(Records of labeled boxes)
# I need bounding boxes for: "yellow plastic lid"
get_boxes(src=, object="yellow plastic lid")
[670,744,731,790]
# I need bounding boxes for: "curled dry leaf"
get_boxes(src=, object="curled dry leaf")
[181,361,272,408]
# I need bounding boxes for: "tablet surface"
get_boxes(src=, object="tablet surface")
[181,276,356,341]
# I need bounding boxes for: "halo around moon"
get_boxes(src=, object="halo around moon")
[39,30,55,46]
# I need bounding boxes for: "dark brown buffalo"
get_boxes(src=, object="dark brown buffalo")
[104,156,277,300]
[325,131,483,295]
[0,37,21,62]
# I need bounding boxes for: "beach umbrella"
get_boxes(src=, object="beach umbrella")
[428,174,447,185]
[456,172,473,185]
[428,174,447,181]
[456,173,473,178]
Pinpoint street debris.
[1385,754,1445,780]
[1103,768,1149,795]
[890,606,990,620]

--

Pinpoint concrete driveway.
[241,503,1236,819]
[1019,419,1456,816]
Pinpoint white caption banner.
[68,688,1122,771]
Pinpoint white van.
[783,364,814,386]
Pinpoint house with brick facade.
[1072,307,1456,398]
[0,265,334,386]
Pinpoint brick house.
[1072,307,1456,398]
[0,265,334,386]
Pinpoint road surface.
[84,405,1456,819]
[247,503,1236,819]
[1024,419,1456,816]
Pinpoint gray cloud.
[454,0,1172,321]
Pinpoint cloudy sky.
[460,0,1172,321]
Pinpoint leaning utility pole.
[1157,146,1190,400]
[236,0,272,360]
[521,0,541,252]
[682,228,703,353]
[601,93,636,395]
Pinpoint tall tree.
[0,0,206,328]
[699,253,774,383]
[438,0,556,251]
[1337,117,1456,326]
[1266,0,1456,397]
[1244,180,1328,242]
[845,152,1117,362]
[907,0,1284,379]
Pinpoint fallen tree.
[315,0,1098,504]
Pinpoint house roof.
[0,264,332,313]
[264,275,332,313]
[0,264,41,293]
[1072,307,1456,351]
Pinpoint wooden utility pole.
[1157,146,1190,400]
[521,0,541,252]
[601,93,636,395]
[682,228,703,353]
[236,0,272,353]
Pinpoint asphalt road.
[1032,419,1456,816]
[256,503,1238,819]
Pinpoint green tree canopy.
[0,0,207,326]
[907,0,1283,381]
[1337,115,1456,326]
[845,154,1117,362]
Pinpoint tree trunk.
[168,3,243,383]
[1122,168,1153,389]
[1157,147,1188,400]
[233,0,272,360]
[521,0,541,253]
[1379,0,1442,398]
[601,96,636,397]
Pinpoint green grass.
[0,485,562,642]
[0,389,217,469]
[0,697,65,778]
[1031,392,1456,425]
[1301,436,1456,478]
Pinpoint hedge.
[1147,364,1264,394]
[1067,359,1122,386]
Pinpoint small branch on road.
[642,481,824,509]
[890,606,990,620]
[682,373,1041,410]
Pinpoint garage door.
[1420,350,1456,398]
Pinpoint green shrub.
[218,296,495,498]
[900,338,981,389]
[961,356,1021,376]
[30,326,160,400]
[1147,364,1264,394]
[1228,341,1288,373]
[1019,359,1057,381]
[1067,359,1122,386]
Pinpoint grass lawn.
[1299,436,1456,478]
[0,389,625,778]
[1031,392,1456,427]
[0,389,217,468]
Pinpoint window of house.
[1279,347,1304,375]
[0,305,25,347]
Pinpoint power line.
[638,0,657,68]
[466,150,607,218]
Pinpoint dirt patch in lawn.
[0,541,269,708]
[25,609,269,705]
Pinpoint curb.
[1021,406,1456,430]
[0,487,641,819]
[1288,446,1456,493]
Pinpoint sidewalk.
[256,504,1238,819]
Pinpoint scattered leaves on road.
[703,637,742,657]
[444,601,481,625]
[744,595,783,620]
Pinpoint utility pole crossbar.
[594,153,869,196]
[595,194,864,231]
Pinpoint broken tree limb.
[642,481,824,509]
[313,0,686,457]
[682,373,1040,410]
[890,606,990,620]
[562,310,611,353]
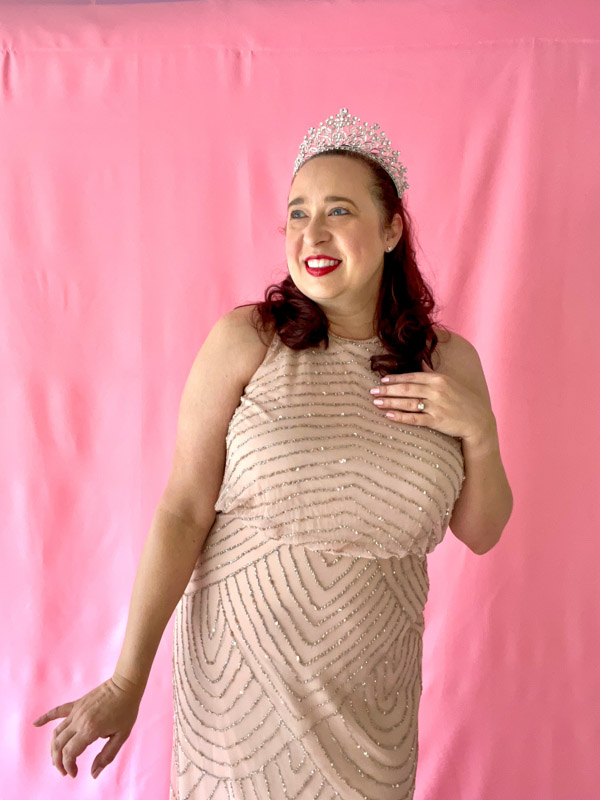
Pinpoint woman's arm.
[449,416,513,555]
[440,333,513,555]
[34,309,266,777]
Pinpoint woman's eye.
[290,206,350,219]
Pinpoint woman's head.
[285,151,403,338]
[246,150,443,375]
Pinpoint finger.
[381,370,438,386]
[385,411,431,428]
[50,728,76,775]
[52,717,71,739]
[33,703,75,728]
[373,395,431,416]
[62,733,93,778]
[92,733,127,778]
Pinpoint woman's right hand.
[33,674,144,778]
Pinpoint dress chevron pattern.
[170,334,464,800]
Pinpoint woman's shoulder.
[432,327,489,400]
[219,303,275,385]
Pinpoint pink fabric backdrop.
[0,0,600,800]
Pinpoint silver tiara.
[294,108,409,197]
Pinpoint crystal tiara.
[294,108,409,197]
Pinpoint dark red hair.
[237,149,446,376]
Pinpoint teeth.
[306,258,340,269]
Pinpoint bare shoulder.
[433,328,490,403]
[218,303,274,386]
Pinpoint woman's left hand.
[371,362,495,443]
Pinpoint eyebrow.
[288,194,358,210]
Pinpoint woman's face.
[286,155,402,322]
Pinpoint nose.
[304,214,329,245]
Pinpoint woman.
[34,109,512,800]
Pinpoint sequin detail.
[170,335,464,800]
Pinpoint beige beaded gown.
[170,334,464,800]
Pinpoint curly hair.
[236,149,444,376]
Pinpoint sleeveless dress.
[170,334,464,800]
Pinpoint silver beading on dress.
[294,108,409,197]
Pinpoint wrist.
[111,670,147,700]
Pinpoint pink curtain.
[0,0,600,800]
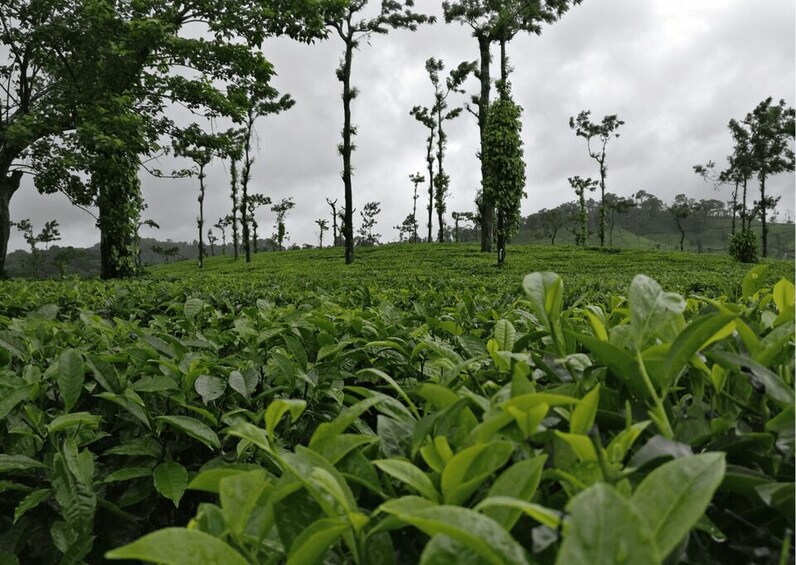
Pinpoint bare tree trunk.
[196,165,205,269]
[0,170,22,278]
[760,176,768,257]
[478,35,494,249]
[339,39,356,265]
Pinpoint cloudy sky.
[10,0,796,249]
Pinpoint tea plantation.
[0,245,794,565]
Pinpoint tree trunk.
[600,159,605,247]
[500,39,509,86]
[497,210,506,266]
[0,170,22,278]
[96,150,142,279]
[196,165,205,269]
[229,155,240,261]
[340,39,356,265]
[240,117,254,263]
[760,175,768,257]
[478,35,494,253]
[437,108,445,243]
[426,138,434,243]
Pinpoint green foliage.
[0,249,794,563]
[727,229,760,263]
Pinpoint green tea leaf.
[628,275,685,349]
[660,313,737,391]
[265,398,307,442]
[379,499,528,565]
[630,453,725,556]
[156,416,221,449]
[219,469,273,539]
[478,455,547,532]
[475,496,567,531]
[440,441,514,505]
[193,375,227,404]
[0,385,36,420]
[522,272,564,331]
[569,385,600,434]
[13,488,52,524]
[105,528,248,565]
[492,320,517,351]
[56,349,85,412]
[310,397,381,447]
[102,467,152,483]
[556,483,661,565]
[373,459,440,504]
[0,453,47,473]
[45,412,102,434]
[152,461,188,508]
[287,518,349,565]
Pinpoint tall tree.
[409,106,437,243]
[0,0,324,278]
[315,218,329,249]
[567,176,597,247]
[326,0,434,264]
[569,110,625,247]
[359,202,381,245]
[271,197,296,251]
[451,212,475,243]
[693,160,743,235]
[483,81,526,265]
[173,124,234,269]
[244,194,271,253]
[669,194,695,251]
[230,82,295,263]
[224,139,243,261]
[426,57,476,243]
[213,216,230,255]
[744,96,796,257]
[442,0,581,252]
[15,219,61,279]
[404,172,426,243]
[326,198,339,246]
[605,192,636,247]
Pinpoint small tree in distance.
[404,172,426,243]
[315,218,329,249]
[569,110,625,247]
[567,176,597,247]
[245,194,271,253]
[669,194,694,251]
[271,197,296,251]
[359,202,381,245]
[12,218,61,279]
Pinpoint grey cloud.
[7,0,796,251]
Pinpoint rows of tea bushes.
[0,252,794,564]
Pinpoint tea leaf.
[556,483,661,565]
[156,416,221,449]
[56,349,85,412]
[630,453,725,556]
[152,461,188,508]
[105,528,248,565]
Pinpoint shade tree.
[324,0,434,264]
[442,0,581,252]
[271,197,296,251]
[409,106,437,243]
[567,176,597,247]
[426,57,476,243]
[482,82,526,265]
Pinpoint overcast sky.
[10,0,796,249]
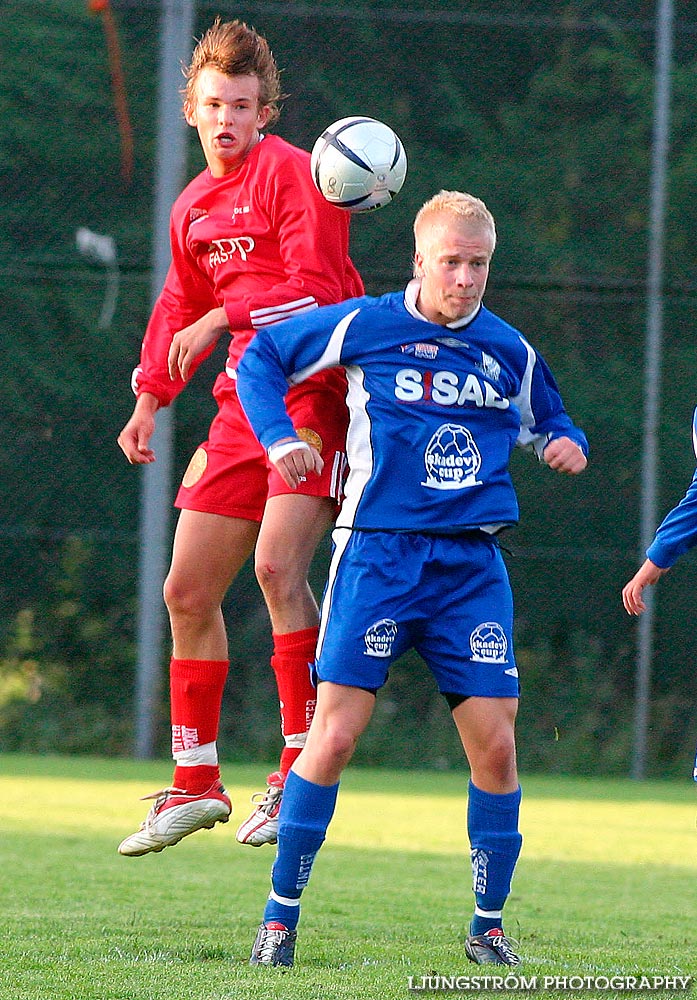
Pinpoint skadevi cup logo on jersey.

Objective — Print the lines unchanged, beginning at the line that contains "Pinpoint tea leaf." and stopping after the line that contains "Pinpoint skadevi cup logo on jersey.". Leave the pictures out of your answer.

Task result —
Pinpoint tea leaf.
[556,483,661,565]
[156,416,221,449]
[56,349,85,412]
[630,453,725,556]
[152,461,188,508]
[105,528,248,565]
Pinpoint shade tree.
[324,0,434,264]
[442,0,581,252]
[271,197,296,251]
[409,106,437,243]
[567,176,597,247]
[426,57,476,243]
[482,82,526,265]
Pinpoint overcast sky.
[10,0,796,249]
Pinpoint skadevi cup logo on jersey.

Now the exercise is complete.